◆ **Task details**: Find the line containing "board in this photo." in the material below; copy that line and all following lines exactly.

[Object position labeling entries]
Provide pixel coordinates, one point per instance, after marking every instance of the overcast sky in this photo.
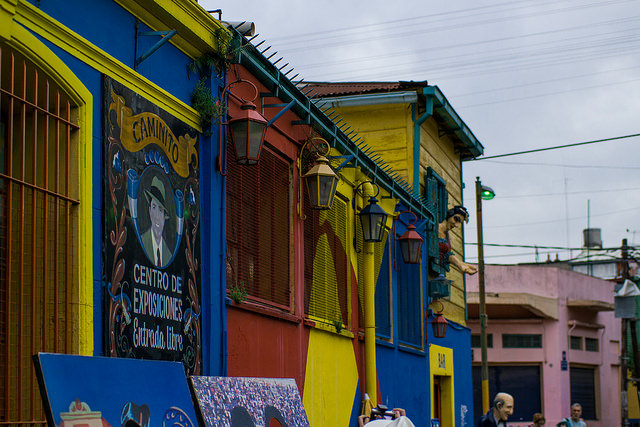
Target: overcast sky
(522, 75)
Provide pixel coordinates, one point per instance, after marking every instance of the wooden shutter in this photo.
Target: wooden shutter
(38, 231)
(437, 197)
(326, 272)
(258, 229)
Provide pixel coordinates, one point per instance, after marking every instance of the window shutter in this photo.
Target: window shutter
(258, 228)
(325, 263)
(437, 196)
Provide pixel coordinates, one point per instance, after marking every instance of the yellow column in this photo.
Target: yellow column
(369, 316)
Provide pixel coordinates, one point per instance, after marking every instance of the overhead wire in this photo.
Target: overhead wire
(619, 211)
(609, 190)
(556, 147)
(350, 39)
(564, 165)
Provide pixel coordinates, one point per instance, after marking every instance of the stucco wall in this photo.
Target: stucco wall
(564, 286)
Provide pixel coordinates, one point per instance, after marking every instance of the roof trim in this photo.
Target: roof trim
(310, 112)
(442, 107)
(590, 304)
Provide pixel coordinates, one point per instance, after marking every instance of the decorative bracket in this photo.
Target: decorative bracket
(166, 36)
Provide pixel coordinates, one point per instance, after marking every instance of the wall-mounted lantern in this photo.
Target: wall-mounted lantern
(321, 180)
(410, 242)
(372, 217)
(247, 133)
(248, 128)
(439, 323)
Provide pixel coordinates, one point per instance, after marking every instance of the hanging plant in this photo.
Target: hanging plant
(207, 105)
(202, 100)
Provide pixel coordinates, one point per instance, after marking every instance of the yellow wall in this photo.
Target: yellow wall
(389, 130)
(441, 364)
(331, 379)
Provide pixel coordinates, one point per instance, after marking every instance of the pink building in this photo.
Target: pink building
(552, 340)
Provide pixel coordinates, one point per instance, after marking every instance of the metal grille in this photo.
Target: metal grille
(325, 265)
(38, 231)
(409, 302)
(258, 229)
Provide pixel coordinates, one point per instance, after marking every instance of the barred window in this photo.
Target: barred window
(258, 229)
(591, 344)
(38, 230)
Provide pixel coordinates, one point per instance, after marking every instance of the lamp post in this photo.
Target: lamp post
(482, 193)
(321, 180)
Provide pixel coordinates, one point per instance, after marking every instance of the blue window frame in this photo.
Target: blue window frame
(409, 302)
(437, 196)
(383, 295)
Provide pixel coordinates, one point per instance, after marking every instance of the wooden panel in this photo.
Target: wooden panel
(260, 346)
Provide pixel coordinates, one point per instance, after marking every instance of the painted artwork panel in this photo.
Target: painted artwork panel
(113, 392)
(249, 402)
(151, 231)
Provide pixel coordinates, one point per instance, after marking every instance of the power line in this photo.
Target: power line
(565, 219)
(609, 190)
(564, 248)
(564, 165)
(615, 138)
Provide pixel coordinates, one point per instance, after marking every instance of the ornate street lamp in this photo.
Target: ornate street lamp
(321, 180)
(372, 217)
(410, 242)
(247, 133)
(439, 325)
(246, 129)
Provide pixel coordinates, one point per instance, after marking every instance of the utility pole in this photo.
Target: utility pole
(624, 397)
(484, 369)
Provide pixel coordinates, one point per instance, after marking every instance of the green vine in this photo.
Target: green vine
(204, 103)
(202, 100)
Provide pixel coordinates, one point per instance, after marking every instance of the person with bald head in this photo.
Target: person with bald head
(499, 413)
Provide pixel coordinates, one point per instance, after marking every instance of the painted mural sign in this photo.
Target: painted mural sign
(151, 231)
(101, 392)
(249, 402)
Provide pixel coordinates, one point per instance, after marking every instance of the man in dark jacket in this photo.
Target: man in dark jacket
(499, 413)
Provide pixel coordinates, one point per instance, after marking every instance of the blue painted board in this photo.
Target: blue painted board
(105, 391)
(249, 402)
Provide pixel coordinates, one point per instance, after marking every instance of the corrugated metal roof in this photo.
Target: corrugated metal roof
(359, 88)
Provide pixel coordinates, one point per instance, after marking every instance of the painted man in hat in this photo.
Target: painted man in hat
(152, 239)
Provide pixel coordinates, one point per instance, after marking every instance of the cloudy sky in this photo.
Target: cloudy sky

◆ **Exercise answer**:
Provide pixel coordinates, one point per instance, after marking every instance of the blue painted board in this photo.
Target: blue painted board
(105, 391)
(249, 402)
Provide pixel coordinates, one point per instance, after marking every instance of the corrugated metal roof in this photo.
Target: corrugated metal roof
(359, 88)
Provide pixel coordinates, one point per instance, after marking every instance of the painted man in hat in this photo.
Target: painted man in hat
(152, 239)
Provide pixel coordinates, one point per instance, after marking every instance of the cloudy sky in this photo.
Target: cloudy sky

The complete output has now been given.